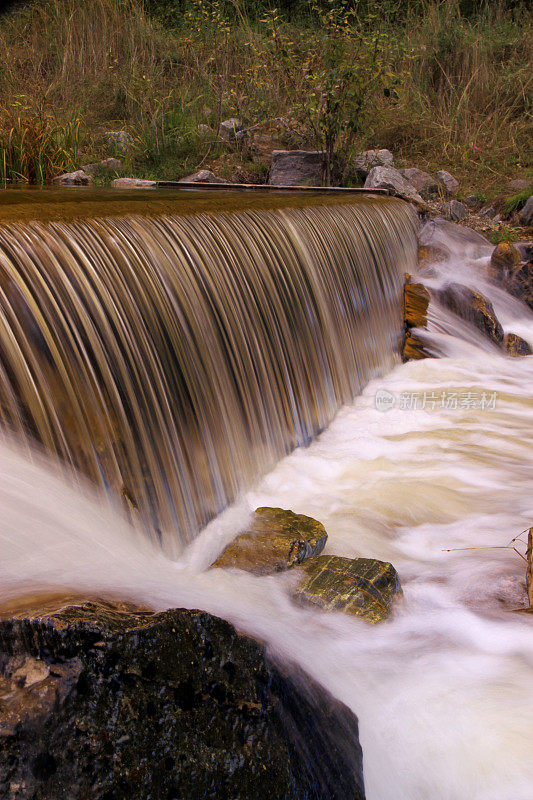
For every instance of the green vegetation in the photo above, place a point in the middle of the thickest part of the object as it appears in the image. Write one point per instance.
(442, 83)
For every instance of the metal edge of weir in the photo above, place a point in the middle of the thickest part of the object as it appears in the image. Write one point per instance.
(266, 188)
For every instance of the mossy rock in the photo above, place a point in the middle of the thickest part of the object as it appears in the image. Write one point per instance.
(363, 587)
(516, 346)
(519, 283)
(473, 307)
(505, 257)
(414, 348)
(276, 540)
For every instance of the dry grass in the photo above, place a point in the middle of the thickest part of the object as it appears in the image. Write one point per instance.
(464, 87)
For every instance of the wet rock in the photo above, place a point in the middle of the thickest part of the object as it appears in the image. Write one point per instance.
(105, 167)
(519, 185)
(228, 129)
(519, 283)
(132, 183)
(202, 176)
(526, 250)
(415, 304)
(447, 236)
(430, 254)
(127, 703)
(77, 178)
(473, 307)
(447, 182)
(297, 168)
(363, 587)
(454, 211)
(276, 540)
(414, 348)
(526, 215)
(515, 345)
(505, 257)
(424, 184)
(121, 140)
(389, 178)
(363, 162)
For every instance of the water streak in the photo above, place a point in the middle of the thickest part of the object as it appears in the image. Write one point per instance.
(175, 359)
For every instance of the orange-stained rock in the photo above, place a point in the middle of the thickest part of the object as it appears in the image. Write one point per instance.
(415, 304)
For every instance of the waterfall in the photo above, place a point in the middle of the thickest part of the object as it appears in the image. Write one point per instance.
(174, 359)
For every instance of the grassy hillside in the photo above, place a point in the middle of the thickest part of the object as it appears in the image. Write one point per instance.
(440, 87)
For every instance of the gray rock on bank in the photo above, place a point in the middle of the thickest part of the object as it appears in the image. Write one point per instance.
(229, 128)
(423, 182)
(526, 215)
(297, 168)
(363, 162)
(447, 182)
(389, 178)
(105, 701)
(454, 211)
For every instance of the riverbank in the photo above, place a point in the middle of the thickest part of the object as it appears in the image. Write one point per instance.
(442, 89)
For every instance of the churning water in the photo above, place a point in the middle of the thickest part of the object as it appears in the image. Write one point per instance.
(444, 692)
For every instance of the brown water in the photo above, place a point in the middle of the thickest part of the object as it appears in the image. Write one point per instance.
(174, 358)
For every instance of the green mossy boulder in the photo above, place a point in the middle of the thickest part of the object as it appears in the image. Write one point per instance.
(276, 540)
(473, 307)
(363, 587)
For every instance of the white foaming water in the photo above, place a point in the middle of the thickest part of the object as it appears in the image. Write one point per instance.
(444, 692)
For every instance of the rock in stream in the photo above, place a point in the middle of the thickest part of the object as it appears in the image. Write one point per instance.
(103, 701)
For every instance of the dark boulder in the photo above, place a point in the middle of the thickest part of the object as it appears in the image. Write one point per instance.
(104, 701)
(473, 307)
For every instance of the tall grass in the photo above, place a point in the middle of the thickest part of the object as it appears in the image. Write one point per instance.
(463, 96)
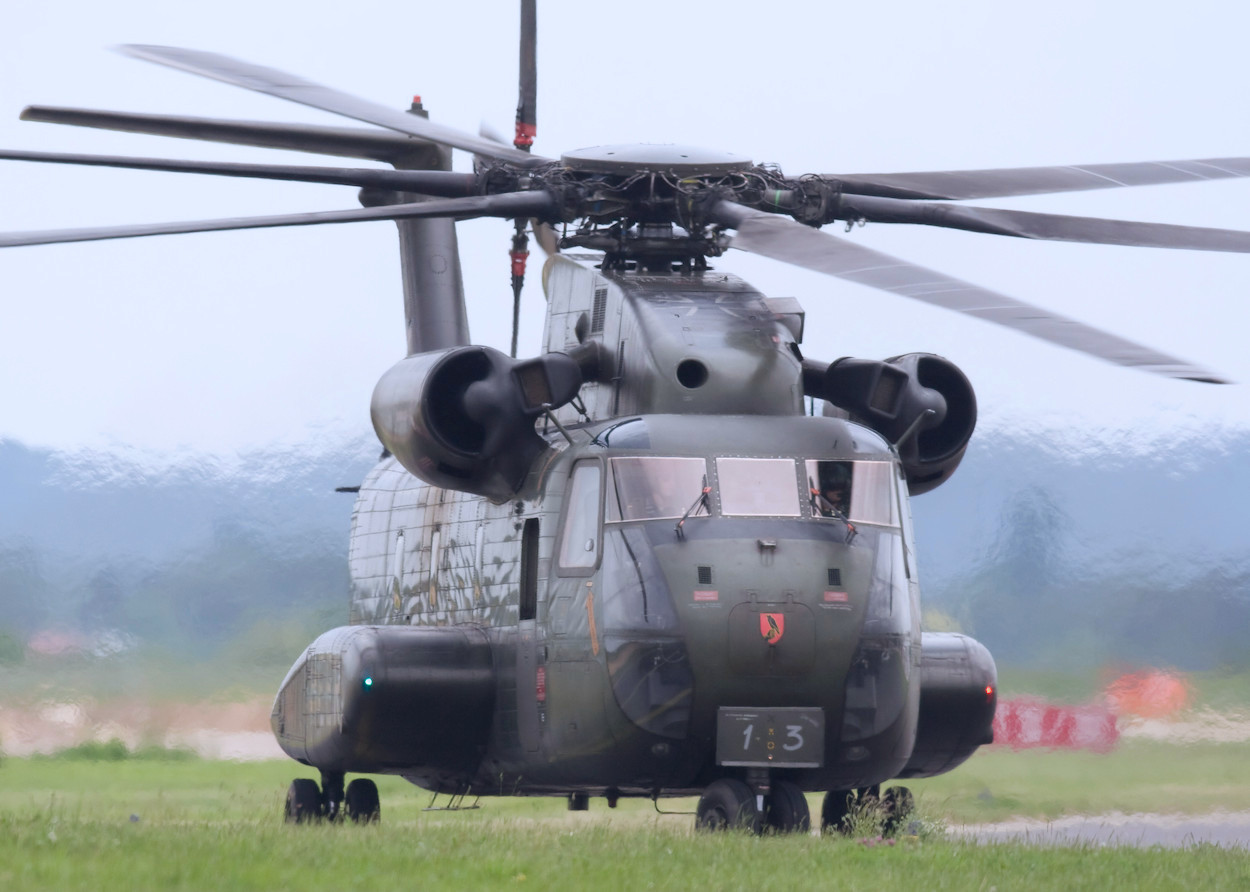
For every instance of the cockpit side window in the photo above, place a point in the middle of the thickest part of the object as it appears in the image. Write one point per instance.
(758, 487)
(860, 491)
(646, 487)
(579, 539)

* * *

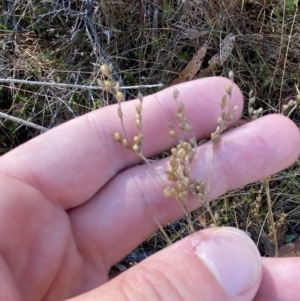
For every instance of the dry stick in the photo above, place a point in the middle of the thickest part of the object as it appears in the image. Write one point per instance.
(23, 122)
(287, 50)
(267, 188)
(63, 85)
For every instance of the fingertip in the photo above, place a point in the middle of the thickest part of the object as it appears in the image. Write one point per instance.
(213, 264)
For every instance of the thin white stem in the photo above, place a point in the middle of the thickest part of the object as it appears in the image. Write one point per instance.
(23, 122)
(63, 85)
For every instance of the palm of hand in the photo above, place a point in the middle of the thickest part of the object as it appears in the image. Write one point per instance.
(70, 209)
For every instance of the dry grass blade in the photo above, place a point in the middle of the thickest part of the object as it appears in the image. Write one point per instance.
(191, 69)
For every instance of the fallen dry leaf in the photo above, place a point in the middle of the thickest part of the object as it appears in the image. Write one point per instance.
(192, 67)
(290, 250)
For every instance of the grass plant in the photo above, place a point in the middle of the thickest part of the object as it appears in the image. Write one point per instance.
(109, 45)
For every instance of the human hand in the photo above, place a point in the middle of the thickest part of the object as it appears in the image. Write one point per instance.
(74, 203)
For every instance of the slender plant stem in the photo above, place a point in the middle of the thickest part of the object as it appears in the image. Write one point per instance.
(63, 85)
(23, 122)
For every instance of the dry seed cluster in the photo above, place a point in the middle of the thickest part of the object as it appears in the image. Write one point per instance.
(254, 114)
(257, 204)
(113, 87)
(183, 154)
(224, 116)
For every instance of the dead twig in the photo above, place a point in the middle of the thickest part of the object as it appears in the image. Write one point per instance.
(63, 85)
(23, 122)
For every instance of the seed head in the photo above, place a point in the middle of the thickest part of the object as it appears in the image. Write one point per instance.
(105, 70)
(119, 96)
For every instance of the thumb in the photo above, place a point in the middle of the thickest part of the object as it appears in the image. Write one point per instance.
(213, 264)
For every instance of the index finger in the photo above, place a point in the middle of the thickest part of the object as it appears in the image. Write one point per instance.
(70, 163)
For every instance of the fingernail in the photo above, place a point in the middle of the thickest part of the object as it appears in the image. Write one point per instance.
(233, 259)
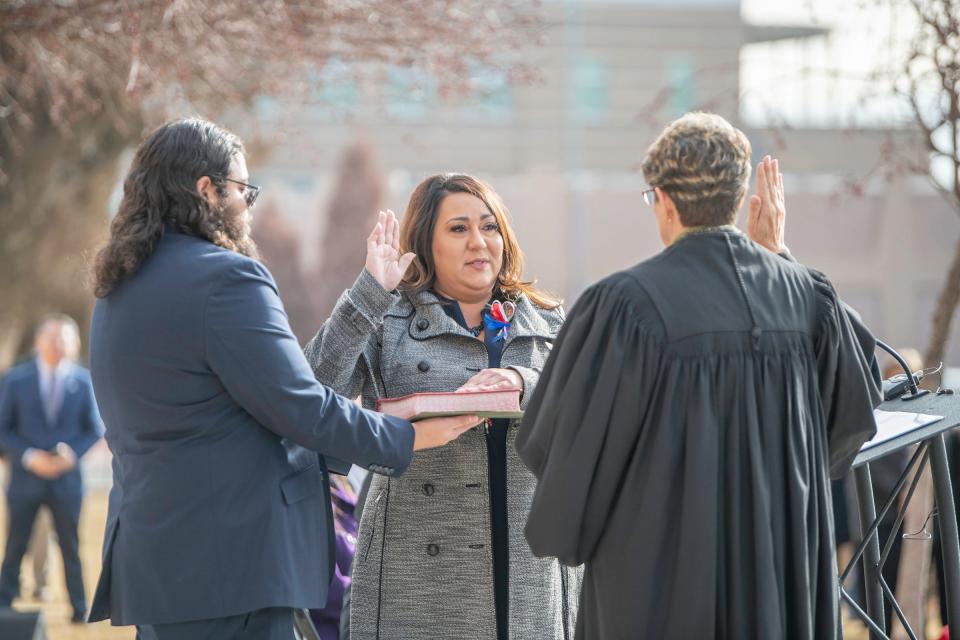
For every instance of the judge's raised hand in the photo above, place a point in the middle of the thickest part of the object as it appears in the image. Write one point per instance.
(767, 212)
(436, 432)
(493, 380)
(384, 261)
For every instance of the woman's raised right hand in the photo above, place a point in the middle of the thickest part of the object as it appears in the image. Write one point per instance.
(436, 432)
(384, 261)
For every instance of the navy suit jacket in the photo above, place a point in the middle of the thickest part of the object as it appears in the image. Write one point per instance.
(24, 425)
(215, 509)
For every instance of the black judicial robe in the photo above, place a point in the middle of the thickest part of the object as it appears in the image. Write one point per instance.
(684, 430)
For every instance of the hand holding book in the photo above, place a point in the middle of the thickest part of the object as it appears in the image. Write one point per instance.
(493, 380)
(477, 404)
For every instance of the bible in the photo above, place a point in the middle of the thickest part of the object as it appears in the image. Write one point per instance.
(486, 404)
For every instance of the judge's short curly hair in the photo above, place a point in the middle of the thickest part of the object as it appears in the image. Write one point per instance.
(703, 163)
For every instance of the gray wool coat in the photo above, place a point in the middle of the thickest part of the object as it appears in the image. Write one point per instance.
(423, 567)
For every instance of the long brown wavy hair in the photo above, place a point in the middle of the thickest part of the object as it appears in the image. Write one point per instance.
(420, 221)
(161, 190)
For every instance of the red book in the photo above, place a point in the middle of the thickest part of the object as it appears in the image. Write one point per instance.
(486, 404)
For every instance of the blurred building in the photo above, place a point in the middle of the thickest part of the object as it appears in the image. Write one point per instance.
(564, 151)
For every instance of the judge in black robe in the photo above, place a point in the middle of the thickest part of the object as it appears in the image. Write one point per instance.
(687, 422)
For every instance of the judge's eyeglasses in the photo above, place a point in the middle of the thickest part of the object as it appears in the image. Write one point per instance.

* * *

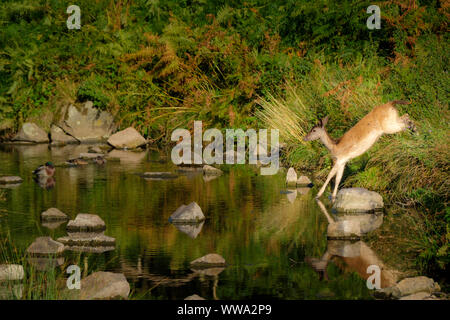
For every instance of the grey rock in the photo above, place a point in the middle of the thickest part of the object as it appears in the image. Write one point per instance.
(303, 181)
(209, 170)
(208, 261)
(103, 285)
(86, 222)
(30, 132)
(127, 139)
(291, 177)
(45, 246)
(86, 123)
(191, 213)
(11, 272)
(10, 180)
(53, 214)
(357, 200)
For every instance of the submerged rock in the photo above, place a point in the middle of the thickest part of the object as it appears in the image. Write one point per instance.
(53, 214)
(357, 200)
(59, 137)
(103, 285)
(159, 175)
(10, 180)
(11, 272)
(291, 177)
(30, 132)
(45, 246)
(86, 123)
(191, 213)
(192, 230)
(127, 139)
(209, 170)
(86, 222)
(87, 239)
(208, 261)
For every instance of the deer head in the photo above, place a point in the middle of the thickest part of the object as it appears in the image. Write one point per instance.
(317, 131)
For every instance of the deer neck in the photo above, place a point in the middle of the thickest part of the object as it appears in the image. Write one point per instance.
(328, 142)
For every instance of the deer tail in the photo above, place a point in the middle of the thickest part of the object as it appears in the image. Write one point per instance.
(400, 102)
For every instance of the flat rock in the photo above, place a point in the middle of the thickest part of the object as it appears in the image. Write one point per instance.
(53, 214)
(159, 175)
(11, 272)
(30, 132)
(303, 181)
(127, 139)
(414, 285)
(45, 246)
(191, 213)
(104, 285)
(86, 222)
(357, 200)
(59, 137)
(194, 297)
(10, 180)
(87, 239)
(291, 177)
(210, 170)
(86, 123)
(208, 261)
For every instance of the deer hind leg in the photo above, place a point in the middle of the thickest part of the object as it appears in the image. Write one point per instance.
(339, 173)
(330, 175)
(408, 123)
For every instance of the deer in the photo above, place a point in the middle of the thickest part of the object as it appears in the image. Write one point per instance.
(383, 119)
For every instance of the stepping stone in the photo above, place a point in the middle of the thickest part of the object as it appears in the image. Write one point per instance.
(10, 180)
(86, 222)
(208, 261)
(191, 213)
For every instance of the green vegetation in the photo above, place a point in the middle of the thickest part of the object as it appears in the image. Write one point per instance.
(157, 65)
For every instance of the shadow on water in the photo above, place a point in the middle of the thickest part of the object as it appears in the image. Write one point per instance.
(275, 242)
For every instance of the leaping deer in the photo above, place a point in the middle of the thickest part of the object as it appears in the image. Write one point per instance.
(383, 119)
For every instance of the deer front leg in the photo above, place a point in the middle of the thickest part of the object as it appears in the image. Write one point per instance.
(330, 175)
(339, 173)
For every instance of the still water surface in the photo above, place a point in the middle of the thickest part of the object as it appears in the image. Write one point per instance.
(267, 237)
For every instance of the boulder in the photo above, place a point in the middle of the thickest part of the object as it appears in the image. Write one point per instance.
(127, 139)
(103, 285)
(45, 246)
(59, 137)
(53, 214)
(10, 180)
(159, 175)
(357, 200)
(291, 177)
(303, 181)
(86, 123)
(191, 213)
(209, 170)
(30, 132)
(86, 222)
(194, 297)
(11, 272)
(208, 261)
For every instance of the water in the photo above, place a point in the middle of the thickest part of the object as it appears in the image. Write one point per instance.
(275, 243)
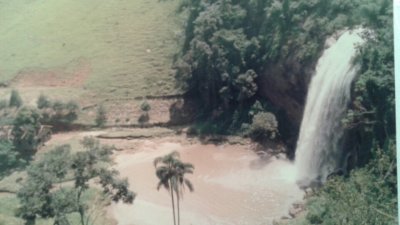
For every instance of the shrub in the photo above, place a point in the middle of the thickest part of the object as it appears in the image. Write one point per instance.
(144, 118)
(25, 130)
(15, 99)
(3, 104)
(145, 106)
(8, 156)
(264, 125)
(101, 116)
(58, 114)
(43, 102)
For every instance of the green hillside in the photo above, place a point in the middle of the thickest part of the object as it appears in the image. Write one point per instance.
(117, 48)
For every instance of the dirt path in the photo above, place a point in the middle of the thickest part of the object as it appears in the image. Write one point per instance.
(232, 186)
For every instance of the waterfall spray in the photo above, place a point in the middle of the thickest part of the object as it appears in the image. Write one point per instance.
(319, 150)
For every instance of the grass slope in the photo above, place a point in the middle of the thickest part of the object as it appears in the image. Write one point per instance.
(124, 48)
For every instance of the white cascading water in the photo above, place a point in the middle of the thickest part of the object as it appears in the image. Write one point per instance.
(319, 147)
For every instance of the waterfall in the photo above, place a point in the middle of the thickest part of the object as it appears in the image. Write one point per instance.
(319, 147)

— İstek —
Yukarıdaki girdilerden "brown" kelimesini içeren her satırı seçip olduğu gibi yazın.

— Alıştırmanın yanıtı —
For every instance of the brown water in the photo above, place a point in the middle of the thickest part of the object as it appears in the image. Write one point per instance.
For every instance of the long brown wavy hair in the photo above, place a point in the middle of the thickest part of the object as it appears in the image. Write one point per instance.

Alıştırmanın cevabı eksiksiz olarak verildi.